# Working data
☆ ☆ ☆ ☆ ☆ ☆ ☆

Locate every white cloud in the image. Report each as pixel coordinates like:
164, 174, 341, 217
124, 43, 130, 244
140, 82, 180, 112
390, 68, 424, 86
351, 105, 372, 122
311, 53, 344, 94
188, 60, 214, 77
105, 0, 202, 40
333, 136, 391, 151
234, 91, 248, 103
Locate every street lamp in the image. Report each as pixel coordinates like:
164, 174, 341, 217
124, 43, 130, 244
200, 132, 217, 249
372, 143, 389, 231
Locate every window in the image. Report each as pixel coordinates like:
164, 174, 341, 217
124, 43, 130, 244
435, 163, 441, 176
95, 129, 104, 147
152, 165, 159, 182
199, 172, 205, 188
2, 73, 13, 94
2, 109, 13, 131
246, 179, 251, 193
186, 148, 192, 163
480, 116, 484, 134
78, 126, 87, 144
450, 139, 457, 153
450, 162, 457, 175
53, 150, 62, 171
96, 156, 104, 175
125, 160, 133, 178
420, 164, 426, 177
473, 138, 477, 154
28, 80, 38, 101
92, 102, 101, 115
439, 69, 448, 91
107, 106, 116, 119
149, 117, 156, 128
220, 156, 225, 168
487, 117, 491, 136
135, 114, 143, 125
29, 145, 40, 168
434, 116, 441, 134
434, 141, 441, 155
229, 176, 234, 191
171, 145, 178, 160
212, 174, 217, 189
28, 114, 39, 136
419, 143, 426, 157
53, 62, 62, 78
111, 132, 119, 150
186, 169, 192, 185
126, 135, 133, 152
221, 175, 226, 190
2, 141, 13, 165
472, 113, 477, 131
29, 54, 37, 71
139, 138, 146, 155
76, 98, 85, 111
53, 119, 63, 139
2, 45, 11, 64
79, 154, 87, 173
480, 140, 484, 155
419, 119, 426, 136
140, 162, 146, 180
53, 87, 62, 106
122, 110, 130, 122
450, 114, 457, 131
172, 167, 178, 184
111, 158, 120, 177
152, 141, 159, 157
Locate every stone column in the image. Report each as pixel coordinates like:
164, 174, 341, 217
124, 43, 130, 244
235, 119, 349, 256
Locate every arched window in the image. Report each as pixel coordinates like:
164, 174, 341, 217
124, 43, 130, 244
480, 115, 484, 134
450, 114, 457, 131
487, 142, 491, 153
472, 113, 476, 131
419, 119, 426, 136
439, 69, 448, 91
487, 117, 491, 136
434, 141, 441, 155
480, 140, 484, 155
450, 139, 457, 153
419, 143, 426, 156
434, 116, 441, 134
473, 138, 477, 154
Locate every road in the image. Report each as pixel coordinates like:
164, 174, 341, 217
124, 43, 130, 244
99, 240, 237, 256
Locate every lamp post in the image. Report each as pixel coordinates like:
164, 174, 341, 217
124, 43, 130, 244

☆ ☆ ☆ ☆ ☆ ☆ ☆

Transcribe the records. Keep every word exactly as it stands.

# Exercise result
Locate every white cloud in the image. Report each as pixel coordinates like:
164, 174, 341, 217
124, 43, 130, 244
140, 82, 180, 112
390, 68, 424, 86
351, 105, 372, 122
311, 53, 344, 94
188, 60, 214, 77
105, 0, 202, 40
333, 136, 391, 151
234, 91, 248, 103
Locate every street lamp in the image. Report each as pixel coordinates like:
164, 174, 341, 217
124, 43, 130, 244
200, 132, 217, 249
372, 143, 389, 231
Locate every window in the image. Report each as pixel coordinates like:
164, 174, 341, 217
124, 43, 130, 244
435, 163, 441, 176
95, 129, 104, 147
152, 165, 159, 182
199, 172, 205, 188
2, 73, 13, 94
2, 109, 13, 131
246, 179, 251, 193
186, 148, 192, 163
480, 116, 484, 134
78, 126, 87, 144
450, 139, 457, 153
450, 162, 457, 175
53, 150, 62, 171
96, 156, 104, 175
125, 160, 133, 178
420, 164, 426, 177
473, 138, 477, 154
28, 80, 38, 101
92, 102, 101, 115
439, 69, 448, 91
107, 106, 116, 119
149, 117, 156, 128
220, 156, 225, 168
487, 117, 491, 136
135, 114, 143, 125
29, 145, 40, 168
434, 116, 441, 134
434, 141, 441, 155
229, 176, 234, 191
171, 145, 178, 160
212, 174, 217, 189
28, 114, 39, 136
419, 143, 426, 157
53, 62, 62, 78
111, 132, 119, 150
186, 169, 192, 185
126, 135, 133, 152
221, 175, 226, 190
2, 141, 13, 165
472, 113, 477, 131
29, 54, 37, 71
139, 138, 146, 155
76, 98, 85, 111
53, 119, 63, 139
2, 45, 11, 64
79, 154, 87, 173
480, 140, 484, 155
419, 119, 426, 136
140, 162, 146, 180
53, 87, 62, 106
122, 110, 130, 122
450, 114, 457, 131
172, 167, 178, 184
111, 158, 120, 177
152, 141, 159, 157
Locate every stone column in the image. Report each as pixel coordinates like:
164, 174, 341, 217
124, 43, 130, 244
235, 119, 349, 256
Locate every arched window in the image. Report each as pixel coordinates like:
164, 174, 341, 217
124, 43, 130, 244
480, 115, 484, 134
450, 114, 457, 131
487, 142, 491, 153
472, 113, 476, 131
419, 119, 426, 136
439, 69, 448, 91
487, 117, 491, 136
434, 141, 441, 155
480, 140, 484, 155
450, 139, 457, 153
419, 143, 426, 156
434, 116, 441, 134
473, 138, 477, 154
Locate every road in the image. Report each as pixel coordinates like:
164, 174, 341, 217
124, 43, 130, 244
99, 240, 237, 256
Locate every lamp post in the image. Report each as pixel coordinates like:
164, 174, 341, 217
124, 43, 130, 244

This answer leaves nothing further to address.